#### Problem to solve
What is needed is an exact transcription of every entry below, with the pictures left out.

(Text-to-region grounding data)
"""

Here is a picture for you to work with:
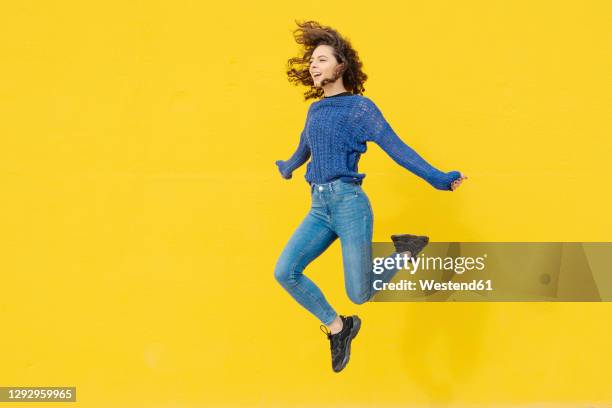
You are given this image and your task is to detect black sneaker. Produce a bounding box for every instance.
[319,315,361,373]
[390,234,429,261]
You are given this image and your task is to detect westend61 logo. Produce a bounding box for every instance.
[372,253,491,292]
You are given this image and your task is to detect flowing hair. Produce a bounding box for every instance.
[286,20,368,100]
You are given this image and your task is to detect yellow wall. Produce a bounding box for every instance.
[1,1,611,406]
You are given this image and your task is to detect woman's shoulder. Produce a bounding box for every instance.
[345,95,379,113]
[352,95,384,118]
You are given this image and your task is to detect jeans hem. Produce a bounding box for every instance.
[322,312,338,326]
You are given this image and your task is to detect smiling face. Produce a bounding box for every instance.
[309,44,344,88]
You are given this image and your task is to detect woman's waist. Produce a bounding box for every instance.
[310,177,361,194]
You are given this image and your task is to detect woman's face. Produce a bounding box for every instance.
[309,44,342,87]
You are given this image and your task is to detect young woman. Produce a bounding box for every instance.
[274,20,467,373]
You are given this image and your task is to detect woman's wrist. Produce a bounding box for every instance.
[445,170,462,190]
[275,160,292,179]
[431,170,461,190]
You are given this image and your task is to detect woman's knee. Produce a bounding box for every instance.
[274,256,300,286]
[347,288,370,305]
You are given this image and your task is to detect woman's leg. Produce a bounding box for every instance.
[274,210,339,326]
[334,188,407,303]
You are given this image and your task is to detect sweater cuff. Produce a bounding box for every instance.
[275,160,293,179]
[431,170,461,191]
[444,171,462,190]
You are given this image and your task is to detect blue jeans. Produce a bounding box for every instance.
[274,179,406,325]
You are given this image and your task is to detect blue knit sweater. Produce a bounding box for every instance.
[275,93,461,191]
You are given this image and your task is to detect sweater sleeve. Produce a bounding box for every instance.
[275,128,311,180]
[357,97,461,191]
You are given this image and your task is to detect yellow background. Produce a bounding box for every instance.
[1,0,611,406]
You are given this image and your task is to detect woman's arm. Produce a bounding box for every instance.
[357,97,461,191]
[275,128,311,180]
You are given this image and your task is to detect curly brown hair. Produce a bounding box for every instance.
[286,20,368,101]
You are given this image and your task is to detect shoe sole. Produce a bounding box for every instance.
[334,316,361,373]
[391,235,430,262]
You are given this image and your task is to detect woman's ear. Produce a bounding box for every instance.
[334,62,346,76]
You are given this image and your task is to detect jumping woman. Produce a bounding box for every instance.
[274,20,467,373]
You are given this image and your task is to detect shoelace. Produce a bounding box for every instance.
[319,324,343,353]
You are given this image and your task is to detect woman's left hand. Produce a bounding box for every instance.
[450,172,468,191]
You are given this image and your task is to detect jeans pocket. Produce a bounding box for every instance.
[335,188,359,203]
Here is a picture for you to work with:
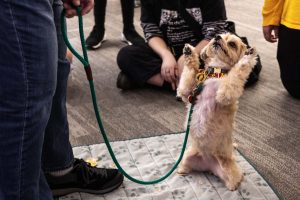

"""

#### Output
Here is a picture for you to work with:
You are given this image and your task is to detect black sneaker. Produce a bounding box for every instance.
[319,315,361,373]
[390,234,429,261]
You are given this image and your task is to detect westend61 logo. Produce a bounding box for every instance.
[372,253,491,292]
You are given this image and your task is to detect flowing hair. Produce a bounding box for every instance.
[286,20,368,100]
You are given this image and your task is to detect yellow wall. Produce a bounding box for every instance.
[1,1,611,406]
You are given this image and your task is to detect woman's shoulder. Produce a bounding box for every instance.
[345,95,379,113]
[352,95,384,118]
You are given this image and your task is to detect jeans hem. Produce a bounding box for every instance.
[322,312,338,326]
You are given this image and your task is to detect smiling face. Produce a bounding box for every instance.
[309,44,344,88]
You are given this image and your task is to detect woman's waist. Produce a bounding box for every instance.
[310,177,361,194]
You are given this image and your task is to detect woman's face. Produce a bounding box for every instance.
[309,44,342,87]
You are given this image and your task is to detect young woman. Produce a bounding box for every instance.
[274,20,467,373]
You are given this image and your task is to detect woman's wrist. Produce a bounding box for every instance.
[445,170,462,190]
[275,160,292,179]
[431,170,461,190]
You are given this image and your task is to detect woman's knee. Produce a bounding box for every instance.
[274,256,300,286]
[347,288,370,305]
You are given this image and your task is to detect woman's leg. Produce a bounding box for every instance.
[274,210,339,326]
[334,188,407,303]
You are given this image and your task is to detect sweater cuff. Produce a bounding box for every instance.
[275,160,293,179]
[431,170,461,191]
[444,171,462,190]
You are given this image and your task is to detect blue jeans. Produce a bounding box for every instance.
[274,179,406,325]
You are given this image and your task is to detect blue knit sweater. Produce a bounding box for every instance.
[275,93,461,191]
You are given this image and your task is to detect sweater sleeve. Produce a bounding box for every instance.
[275,128,311,180]
[357,97,461,191]
You are given this image and your task is to detect yellow background. Produce a bounding box for every instance.
[1,0,611,406]
You are given this image and your task is to detect woman's arm. Produce a bounding box for every instance.
[357,97,461,191]
[275,128,311,180]
You are given this image and your task is to detect curly brown hair. Produce a bounding box for every instance.
[286,20,368,101]
You are given this image and your task is to detect shoe sole. Produce a bounding box for every instance.
[334,316,361,373]
[391,235,430,262]
You are given this image and your task is to detect woman's ear. Produce a bounding box for every instance.
[334,62,346,76]
You are given this image and your task is to detect jumping woman. Produce a bounding box for every instance.
[274,20,467,373]
You are given this image and your task is to detect shoelace. Produce a bounding box for every instance.
[319,324,343,353]
You are given this image and your task is to detect woman's left hand. Produce a bounding box for every instance.
[450,172,468,191]
You are given this image and your task is to detect jeans pocket. Produce a bounding box for every instance.
[335,188,359,203]
Here is a picture for you to work with:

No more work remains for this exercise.